---------- Page extract
Whenever a major Hollywood studio makes a picture either set in a foreign country or at least containing characters who speak something other than English, the filmmakers are faced with several decisions to make.
Since, for the most part, domestic audiences seem to prefer American or at least well-known English-speaking performers in their movies, that's what the studios usually deliver. Accordingly, even if they're playing foreign characters, they usually speak English since audiences seem to dislike dubbed or subtitled films, notwithstanding the few exceptions such as "Crouching Tiger, Hidden Dragon" and "Life is Beautiful."
Thus, the director and performers in such films most choose whether to have the characters speak in their normal voices or attempt to don whatever the appropriate national accent might be and thus better persuade the viewer that they're watching the "real" thing. Of course, if the accent is wrong or inconsistent, the effect will not only be ruined, but will also draw undue attention to it.
Such is the case in "Captain Corelli's Mandolin," the terrific-looking but only moderately enjoyable adaptation of Louis de Bernièrs' 1994 novel. Set in Greece during WWII, the film not only boasts three different languages - Greek, Italian and German - all mostly spoken in English, but also two leads whose natural and faked vocal work end up being quite a distraction.
For starters, there's Nicolas Cage ("The Family Man," "Leaving Las Vegas"), one of Hollywood's more entertaining performers to watch - even in bad films - attempting to do the Italian sounding thing. While viewers won't have any problem identifying where he's supposed to be from, his accent comes off more like an exaggerated caricature than the real thing.
Penelope Cruz ("All the Pretty Horses," "Woman On Top"), on the other hand, doesn't even seem to attempt to don a Greek accent, and if she has, her thick Spanish sound completely drowns it out. Then there's the odd effect that all writing appears in the native tongue, while certain characters of different countries occasionally can't seem to understand each other - despite their fellowmen speaking English - thus necessitating a translator who, naturally, also speaks in English.
--------------------
---------- Items
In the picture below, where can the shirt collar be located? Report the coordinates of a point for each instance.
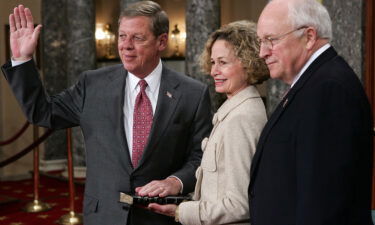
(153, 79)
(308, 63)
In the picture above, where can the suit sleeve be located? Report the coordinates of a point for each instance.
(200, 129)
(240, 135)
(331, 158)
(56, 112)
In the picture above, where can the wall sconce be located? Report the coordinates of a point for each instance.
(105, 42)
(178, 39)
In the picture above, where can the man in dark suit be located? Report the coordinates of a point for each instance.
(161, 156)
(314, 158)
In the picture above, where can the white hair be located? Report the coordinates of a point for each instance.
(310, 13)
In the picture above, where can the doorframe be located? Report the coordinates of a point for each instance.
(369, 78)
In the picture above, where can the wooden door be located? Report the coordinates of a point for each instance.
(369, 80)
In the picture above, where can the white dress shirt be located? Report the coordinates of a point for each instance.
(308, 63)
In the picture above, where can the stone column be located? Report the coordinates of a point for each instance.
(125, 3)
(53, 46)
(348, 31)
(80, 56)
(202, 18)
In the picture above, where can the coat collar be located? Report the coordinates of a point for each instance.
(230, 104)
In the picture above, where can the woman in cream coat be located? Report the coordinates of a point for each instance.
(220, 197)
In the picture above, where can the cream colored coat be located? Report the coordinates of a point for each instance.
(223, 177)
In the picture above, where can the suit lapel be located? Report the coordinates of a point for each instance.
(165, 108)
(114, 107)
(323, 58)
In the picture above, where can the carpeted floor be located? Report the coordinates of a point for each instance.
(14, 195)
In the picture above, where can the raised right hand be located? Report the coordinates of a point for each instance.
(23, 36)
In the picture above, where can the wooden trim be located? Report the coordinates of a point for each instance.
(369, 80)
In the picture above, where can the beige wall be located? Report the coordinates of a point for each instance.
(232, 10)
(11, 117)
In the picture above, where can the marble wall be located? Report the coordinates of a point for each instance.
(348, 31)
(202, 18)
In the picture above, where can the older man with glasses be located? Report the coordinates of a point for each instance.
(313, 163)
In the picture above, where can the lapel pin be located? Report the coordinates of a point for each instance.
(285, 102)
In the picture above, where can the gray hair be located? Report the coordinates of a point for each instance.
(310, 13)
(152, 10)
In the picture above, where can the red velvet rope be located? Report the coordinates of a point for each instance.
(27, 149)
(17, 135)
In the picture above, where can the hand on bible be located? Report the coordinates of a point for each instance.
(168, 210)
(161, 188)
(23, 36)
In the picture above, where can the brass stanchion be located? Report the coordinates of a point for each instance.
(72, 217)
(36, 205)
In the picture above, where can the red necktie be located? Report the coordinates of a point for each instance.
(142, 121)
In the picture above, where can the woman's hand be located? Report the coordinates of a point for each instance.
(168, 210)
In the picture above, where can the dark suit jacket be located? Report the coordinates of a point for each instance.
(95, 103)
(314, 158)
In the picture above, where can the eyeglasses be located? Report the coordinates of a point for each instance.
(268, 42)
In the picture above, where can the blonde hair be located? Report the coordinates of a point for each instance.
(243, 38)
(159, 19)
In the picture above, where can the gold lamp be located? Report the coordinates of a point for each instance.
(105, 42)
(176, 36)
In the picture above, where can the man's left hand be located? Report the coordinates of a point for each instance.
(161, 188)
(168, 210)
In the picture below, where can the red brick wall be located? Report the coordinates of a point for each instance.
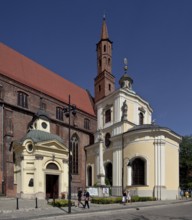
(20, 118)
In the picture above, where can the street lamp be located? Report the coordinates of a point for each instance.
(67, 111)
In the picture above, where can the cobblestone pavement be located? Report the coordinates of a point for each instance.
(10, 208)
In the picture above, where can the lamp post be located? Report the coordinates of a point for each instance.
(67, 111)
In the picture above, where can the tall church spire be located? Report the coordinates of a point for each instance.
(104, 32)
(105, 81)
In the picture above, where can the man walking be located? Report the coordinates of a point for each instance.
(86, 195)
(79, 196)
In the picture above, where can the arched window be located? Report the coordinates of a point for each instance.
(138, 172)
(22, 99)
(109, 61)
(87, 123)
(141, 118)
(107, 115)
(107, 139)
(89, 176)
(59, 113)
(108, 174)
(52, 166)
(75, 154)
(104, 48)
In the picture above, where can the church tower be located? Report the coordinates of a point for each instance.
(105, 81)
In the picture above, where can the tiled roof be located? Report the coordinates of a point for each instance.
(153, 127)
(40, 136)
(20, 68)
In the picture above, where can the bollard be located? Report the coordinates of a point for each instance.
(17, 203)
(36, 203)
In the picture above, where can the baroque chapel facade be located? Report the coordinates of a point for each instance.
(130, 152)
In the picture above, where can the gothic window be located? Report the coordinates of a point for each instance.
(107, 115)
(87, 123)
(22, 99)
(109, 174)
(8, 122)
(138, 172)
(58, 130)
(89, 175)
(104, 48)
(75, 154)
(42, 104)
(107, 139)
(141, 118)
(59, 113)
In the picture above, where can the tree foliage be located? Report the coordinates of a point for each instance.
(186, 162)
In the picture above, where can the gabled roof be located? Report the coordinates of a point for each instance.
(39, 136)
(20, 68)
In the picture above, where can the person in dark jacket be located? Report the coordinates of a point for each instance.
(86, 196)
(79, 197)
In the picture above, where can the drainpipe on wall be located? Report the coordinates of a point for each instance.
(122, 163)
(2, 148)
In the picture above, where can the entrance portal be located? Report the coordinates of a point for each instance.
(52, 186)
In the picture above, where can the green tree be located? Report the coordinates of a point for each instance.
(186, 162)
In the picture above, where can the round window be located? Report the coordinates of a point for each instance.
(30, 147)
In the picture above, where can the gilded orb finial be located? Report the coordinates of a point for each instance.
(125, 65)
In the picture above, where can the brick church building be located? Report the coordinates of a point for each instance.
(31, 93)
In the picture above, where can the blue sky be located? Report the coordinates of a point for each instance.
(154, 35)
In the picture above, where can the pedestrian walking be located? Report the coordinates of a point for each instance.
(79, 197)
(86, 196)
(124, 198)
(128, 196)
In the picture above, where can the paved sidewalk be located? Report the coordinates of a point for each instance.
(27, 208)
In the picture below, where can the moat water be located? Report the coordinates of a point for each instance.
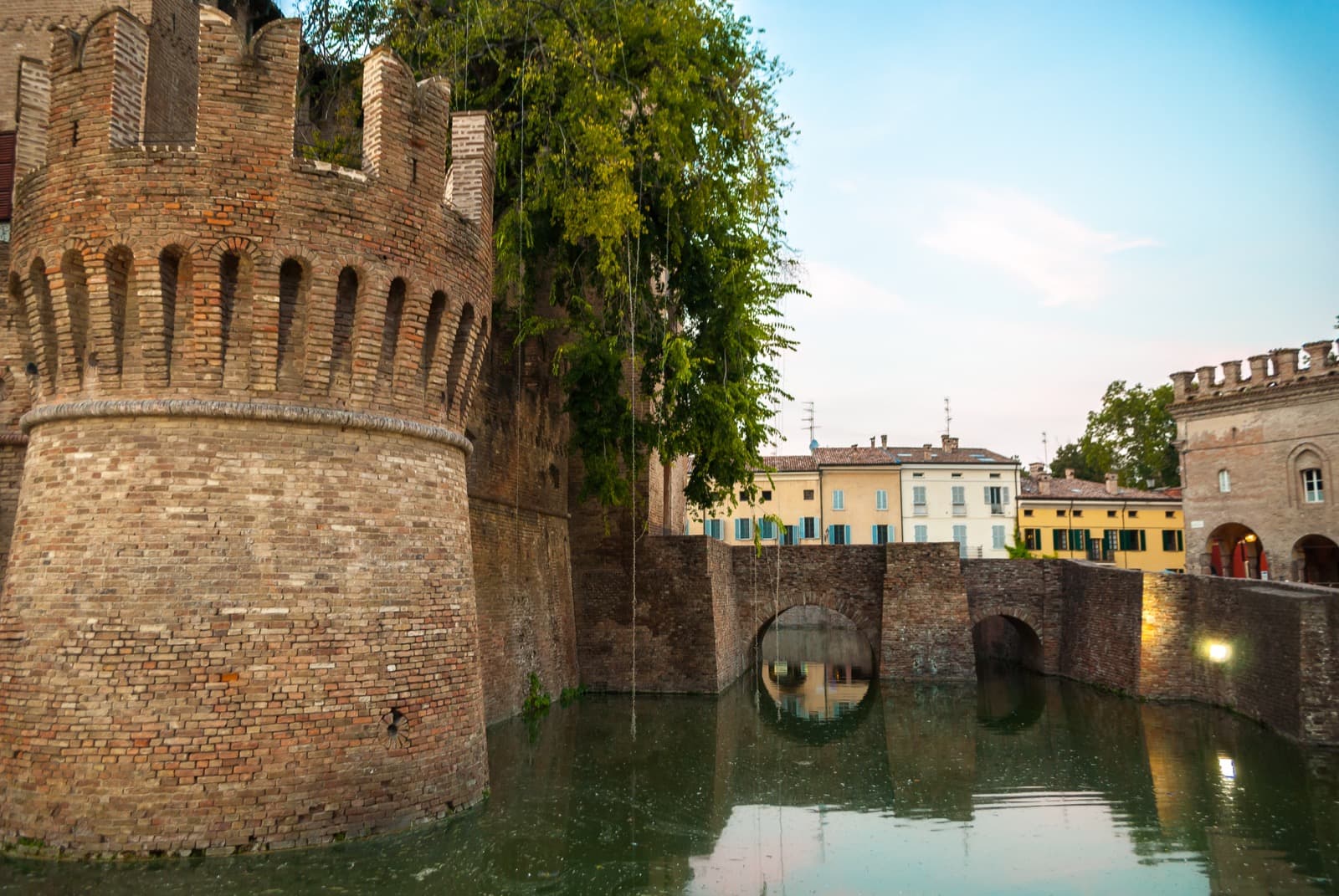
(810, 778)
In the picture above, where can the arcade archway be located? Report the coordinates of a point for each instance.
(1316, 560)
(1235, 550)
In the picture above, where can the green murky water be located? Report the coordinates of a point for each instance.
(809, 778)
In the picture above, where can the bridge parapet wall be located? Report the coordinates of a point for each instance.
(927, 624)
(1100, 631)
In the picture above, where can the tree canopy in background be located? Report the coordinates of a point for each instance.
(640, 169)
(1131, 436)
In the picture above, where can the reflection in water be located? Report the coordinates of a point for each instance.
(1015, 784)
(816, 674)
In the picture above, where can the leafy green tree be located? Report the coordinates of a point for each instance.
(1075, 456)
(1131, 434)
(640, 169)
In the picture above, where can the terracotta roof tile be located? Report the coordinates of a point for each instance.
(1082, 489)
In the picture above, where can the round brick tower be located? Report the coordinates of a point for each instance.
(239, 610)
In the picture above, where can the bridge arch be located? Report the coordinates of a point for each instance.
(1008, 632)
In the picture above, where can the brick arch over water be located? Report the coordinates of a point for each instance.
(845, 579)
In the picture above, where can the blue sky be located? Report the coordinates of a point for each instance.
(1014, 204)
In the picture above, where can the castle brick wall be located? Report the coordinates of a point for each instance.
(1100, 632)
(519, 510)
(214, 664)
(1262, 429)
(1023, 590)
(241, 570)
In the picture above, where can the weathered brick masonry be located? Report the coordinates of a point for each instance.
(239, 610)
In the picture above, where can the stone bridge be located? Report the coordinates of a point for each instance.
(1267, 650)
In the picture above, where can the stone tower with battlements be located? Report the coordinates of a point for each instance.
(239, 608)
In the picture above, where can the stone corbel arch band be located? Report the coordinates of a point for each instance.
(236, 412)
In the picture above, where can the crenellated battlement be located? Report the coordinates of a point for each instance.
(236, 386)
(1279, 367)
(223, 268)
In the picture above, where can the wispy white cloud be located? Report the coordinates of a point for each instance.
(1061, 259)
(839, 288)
--------------------
▶ **Task A**
Repeat word for word the passage of the film review that begins with the words containing "Thus, the director" and ends with "attention to it.".
▶ **Task B**
Condense the paragraph of the film review beginning "Thus, the director and performers" into two shorter sentences that keep its main points.
▶ **Task C**
Answer these questions from the film review:
(i) In what year was the novel behind the film published?
(ii) Which two films does the review cite as exceptions to audiences' dislike of dubbed or subtitled films?
(iii) What sound does the review say drowns out any Greek accent Penelope Cruz may have attempted?
The data come from a separate source unrelated to the film review.

▶ **Task answer A**
Thus, the director and performers in such films most choose whether to have the characters speak in their normal voices or attempt to don whatever the appropriate national accent might be and thus better persuade the viewer that they're watching the "real" thing. Of course, if the accent is wrong or inconsistent, the effect will not only be ruined, but will also draw undue attention to it.

▶ **Task answer B**
Directors and performers in such films must decide whether the characters speak in their normal voices or adopt a fitting national accent to seem more authentic. A wrong or inconsistent accent ruins the effect and draws undue attention to itself.

▶ **Task answer C**
(i) 1994
(ii) "Crouching Tiger, Hidden Dragon" and "Life is Beautiful"
(iii) Her thick Spanish sound